Region annotation entries:

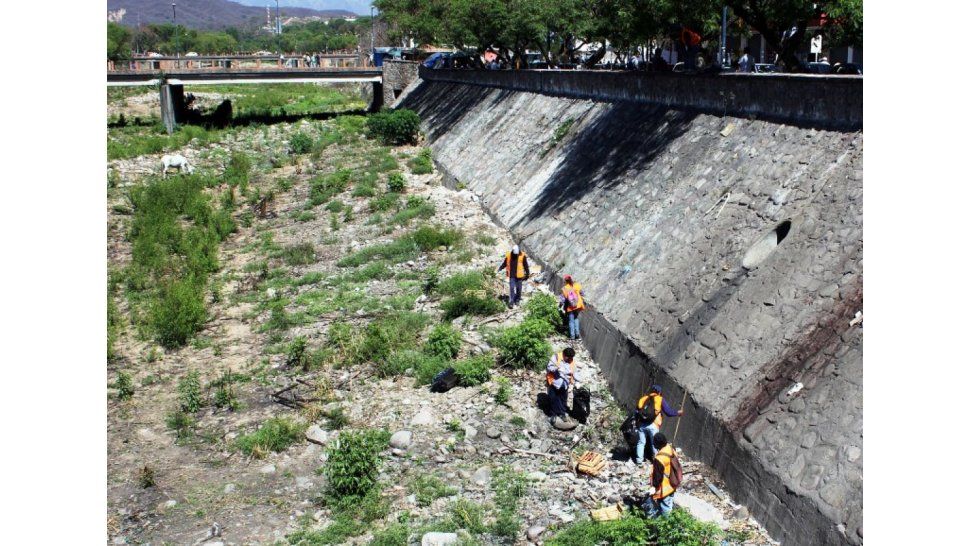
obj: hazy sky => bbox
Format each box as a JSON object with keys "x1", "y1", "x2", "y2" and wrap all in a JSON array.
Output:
[{"x1": 234, "y1": 0, "x2": 371, "y2": 15}]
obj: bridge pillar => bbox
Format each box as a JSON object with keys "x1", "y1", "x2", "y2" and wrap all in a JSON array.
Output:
[
  {"x1": 368, "y1": 82, "x2": 384, "y2": 112},
  {"x1": 159, "y1": 83, "x2": 185, "y2": 134}
]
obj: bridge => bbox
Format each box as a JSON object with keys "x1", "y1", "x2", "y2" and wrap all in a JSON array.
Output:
[{"x1": 107, "y1": 63, "x2": 384, "y2": 134}]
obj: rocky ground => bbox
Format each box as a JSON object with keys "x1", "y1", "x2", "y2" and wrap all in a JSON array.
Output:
[{"x1": 107, "y1": 112, "x2": 772, "y2": 544}]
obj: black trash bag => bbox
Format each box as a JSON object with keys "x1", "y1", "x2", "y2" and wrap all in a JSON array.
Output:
[
  {"x1": 431, "y1": 368, "x2": 458, "y2": 392},
  {"x1": 569, "y1": 387, "x2": 590, "y2": 425}
]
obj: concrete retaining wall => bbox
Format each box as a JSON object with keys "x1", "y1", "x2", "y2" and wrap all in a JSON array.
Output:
[
  {"x1": 401, "y1": 71, "x2": 862, "y2": 545},
  {"x1": 420, "y1": 66, "x2": 862, "y2": 130}
]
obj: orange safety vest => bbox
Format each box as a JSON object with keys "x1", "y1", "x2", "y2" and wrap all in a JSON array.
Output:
[
  {"x1": 546, "y1": 351, "x2": 576, "y2": 386},
  {"x1": 653, "y1": 444, "x2": 676, "y2": 500},
  {"x1": 562, "y1": 282, "x2": 586, "y2": 313},
  {"x1": 505, "y1": 252, "x2": 525, "y2": 279},
  {"x1": 637, "y1": 394, "x2": 664, "y2": 428}
]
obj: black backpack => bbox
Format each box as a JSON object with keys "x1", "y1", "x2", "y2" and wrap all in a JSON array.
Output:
[
  {"x1": 431, "y1": 368, "x2": 458, "y2": 392},
  {"x1": 570, "y1": 387, "x2": 590, "y2": 425},
  {"x1": 620, "y1": 411, "x2": 640, "y2": 453},
  {"x1": 637, "y1": 395, "x2": 657, "y2": 424}
]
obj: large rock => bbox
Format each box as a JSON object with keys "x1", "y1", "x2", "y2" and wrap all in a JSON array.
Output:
[
  {"x1": 674, "y1": 491, "x2": 728, "y2": 529},
  {"x1": 306, "y1": 425, "x2": 330, "y2": 446},
  {"x1": 391, "y1": 430, "x2": 411, "y2": 449},
  {"x1": 421, "y1": 533, "x2": 458, "y2": 546}
]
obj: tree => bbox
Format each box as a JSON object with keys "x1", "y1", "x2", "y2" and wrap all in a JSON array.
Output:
[{"x1": 108, "y1": 22, "x2": 131, "y2": 61}]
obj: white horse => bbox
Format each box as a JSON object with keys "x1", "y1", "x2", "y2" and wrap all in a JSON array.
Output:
[{"x1": 162, "y1": 154, "x2": 195, "y2": 176}]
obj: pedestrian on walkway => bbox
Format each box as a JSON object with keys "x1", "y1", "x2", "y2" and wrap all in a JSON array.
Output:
[
  {"x1": 559, "y1": 275, "x2": 586, "y2": 341},
  {"x1": 633, "y1": 385, "x2": 684, "y2": 464},
  {"x1": 643, "y1": 432, "x2": 684, "y2": 518},
  {"x1": 546, "y1": 347, "x2": 576, "y2": 428},
  {"x1": 498, "y1": 245, "x2": 529, "y2": 309}
]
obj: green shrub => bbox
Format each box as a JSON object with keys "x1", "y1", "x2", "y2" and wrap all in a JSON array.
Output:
[
  {"x1": 441, "y1": 294, "x2": 505, "y2": 320},
  {"x1": 310, "y1": 169, "x2": 353, "y2": 207},
  {"x1": 370, "y1": 189, "x2": 401, "y2": 212},
  {"x1": 290, "y1": 131, "x2": 313, "y2": 154},
  {"x1": 496, "y1": 320, "x2": 552, "y2": 370},
  {"x1": 437, "y1": 271, "x2": 485, "y2": 296},
  {"x1": 178, "y1": 371, "x2": 205, "y2": 413},
  {"x1": 495, "y1": 377, "x2": 512, "y2": 406},
  {"x1": 424, "y1": 324, "x2": 461, "y2": 360},
  {"x1": 387, "y1": 172, "x2": 405, "y2": 193},
  {"x1": 408, "y1": 148, "x2": 434, "y2": 174},
  {"x1": 149, "y1": 277, "x2": 207, "y2": 349},
  {"x1": 546, "y1": 508, "x2": 723, "y2": 546},
  {"x1": 525, "y1": 292, "x2": 562, "y2": 331},
  {"x1": 323, "y1": 429, "x2": 391, "y2": 503},
  {"x1": 414, "y1": 355, "x2": 451, "y2": 385},
  {"x1": 411, "y1": 474, "x2": 458, "y2": 506},
  {"x1": 454, "y1": 354, "x2": 495, "y2": 387},
  {"x1": 236, "y1": 417, "x2": 305, "y2": 458},
  {"x1": 411, "y1": 226, "x2": 465, "y2": 252},
  {"x1": 114, "y1": 371, "x2": 135, "y2": 400},
  {"x1": 366, "y1": 109, "x2": 421, "y2": 145},
  {"x1": 286, "y1": 336, "x2": 310, "y2": 371}
]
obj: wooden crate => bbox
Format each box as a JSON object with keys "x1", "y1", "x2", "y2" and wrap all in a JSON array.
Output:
[
  {"x1": 589, "y1": 503, "x2": 623, "y2": 521},
  {"x1": 576, "y1": 451, "x2": 606, "y2": 476}
]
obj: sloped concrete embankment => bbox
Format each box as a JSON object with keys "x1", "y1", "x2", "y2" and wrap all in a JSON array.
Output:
[{"x1": 401, "y1": 74, "x2": 863, "y2": 545}]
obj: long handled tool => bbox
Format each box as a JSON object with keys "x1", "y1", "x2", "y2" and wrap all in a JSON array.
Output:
[{"x1": 673, "y1": 389, "x2": 687, "y2": 444}]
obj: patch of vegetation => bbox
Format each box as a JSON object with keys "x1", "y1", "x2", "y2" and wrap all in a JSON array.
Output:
[
  {"x1": 290, "y1": 131, "x2": 313, "y2": 154},
  {"x1": 546, "y1": 508, "x2": 723, "y2": 546},
  {"x1": 495, "y1": 377, "x2": 512, "y2": 406},
  {"x1": 366, "y1": 108, "x2": 421, "y2": 145},
  {"x1": 236, "y1": 417, "x2": 305, "y2": 459},
  {"x1": 408, "y1": 148, "x2": 434, "y2": 174},
  {"x1": 178, "y1": 370, "x2": 205, "y2": 413},
  {"x1": 114, "y1": 371, "x2": 135, "y2": 400},
  {"x1": 411, "y1": 474, "x2": 458, "y2": 506},
  {"x1": 525, "y1": 292, "x2": 562, "y2": 331},
  {"x1": 323, "y1": 429, "x2": 391, "y2": 505},
  {"x1": 273, "y1": 243, "x2": 317, "y2": 266},
  {"x1": 454, "y1": 354, "x2": 495, "y2": 387},
  {"x1": 495, "y1": 319, "x2": 552, "y2": 370},
  {"x1": 424, "y1": 324, "x2": 461, "y2": 360},
  {"x1": 387, "y1": 172, "x2": 406, "y2": 193},
  {"x1": 310, "y1": 169, "x2": 353, "y2": 207}
]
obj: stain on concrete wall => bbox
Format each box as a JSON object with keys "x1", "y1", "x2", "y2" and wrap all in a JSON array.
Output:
[{"x1": 402, "y1": 76, "x2": 863, "y2": 545}]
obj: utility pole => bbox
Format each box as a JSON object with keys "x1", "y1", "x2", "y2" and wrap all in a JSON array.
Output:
[
  {"x1": 718, "y1": 6, "x2": 727, "y2": 68},
  {"x1": 276, "y1": 0, "x2": 283, "y2": 55},
  {"x1": 172, "y1": 2, "x2": 182, "y2": 68}
]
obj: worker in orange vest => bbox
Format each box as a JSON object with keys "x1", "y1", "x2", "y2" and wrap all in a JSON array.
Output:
[
  {"x1": 498, "y1": 245, "x2": 529, "y2": 308},
  {"x1": 546, "y1": 347, "x2": 576, "y2": 428},
  {"x1": 633, "y1": 385, "x2": 684, "y2": 464},
  {"x1": 559, "y1": 275, "x2": 586, "y2": 340},
  {"x1": 643, "y1": 432, "x2": 684, "y2": 518}
]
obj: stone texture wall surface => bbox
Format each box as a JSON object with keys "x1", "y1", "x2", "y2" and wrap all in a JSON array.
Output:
[{"x1": 401, "y1": 76, "x2": 863, "y2": 545}]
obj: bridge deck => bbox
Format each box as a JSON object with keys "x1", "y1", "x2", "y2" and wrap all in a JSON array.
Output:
[{"x1": 107, "y1": 68, "x2": 383, "y2": 87}]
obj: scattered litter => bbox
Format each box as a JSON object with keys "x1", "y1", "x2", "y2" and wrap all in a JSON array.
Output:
[{"x1": 785, "y1": 382, "x2": 805, "y2": 396}]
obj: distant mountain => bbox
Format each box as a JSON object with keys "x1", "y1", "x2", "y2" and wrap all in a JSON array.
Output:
[
  {"x1": 108, "y1": 0, "x2": 355, "y2": 29},
  {"x1": 233, "y1": 0, "x2": 372, "y2": 15}
]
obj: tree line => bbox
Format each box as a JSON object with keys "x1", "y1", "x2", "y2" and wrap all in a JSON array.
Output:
[
  {"x1": 374, "y1": 0, "x2": 862, "y2": 69},
  {"x1": 108, "y1": 17, "x2": 370, "y2": 61}
]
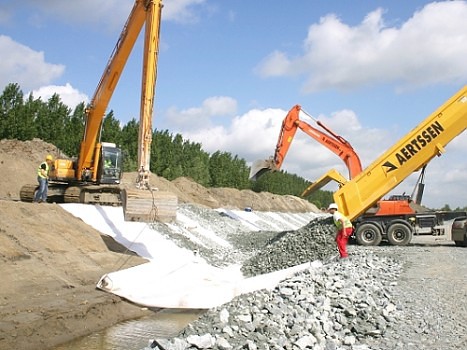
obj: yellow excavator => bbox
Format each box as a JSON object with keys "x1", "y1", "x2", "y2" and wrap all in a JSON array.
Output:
[
  {"x1": 20, "y1": 0, "x2": 177, "y2": 222},
  {"x1": 254, "y1": 86, "x2": 467, "y2": 245}
]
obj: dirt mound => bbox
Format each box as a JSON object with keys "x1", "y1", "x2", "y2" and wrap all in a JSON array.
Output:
[
  {"x1": 0, "y1": 139, "x2": 317, "y2": 350},
  {"x1": 0, "y1": 200, "x2": 150, "y2": 349},
  {"x1": 0, "y1": 139, "x2": 319, "y2": 212}
]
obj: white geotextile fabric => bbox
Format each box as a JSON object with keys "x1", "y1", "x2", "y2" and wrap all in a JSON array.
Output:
[{"x1": 62, "y1": 204, "x2": 320, "y2": 309}]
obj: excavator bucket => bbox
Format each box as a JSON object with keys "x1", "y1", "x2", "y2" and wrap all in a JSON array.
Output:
[
  {"x1": 249, "y1": 158, "x2": 276, "y2": 181},
  {"x1": 122, "y1": 189, "x2": 178, "y2": 223}
]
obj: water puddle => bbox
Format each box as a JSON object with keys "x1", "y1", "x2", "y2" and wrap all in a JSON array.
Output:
[{"x1": 53, "y1": 310, "x2": 204, "y2": 350}]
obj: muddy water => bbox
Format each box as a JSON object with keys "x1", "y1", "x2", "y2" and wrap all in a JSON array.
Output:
[{"x1": 53, "y1": 310, "x2": 203, "y2": 350}]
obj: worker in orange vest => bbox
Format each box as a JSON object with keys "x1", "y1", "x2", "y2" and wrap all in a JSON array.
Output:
[
  {"x1": 328, "y1": 203, "x2": 353, "y2": 259},
  {"x1": 34, "y1": 154, "x2": 54, "y2": 203}
]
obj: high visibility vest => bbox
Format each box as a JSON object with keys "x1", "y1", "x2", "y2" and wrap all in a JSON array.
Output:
[
  {"x1": 332, "y1": 211, "x2": 352, "y2": 230},
  {"x1": 37, "y1": 162, "x2": 49, "y2": 179}
]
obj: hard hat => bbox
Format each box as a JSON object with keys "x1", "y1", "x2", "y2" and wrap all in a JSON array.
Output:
[{"x1": 328, "y1": 203, "x2": 338, "y2": 210}]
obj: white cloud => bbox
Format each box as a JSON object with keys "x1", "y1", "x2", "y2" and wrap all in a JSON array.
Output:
[
  {"x1": 171, "y1": 97, "x2": 467, "y2": 208},
  {"x1": 32, "y1": 83, "x2": 89, "y2": 110},
  {"x1": 0, "y1": 35, "x2": 65, "y2": 90},
  {"x1": 167, "y1": 96, "x2": 237, "y2": 129},
  {"x1": 257, "y1": 1, "x2": 467, "y2": 93}
]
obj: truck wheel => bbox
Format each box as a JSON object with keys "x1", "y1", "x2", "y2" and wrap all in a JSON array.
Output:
[
  {"x1": 388, "y1": 222, "x2": 412, "y2": 245},
  {"x1": 355, "y1": 222, "x2": 382, "y2": 246},
  {"x1": 454, "y1": 234, "x2": 467, "y2": 248}
]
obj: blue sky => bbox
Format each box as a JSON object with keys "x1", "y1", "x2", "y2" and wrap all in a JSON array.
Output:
[{"x1": 0, "y1": 0, "x2": 467, "y2": 207}]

## SHORT PROBLEM
Select every line of the listing above that contains the word "water", treating uppercase and lowercase letters as distinct.

## RESPONSE BELOW
obj: water puddle => bbox
obj: muddy water => bbox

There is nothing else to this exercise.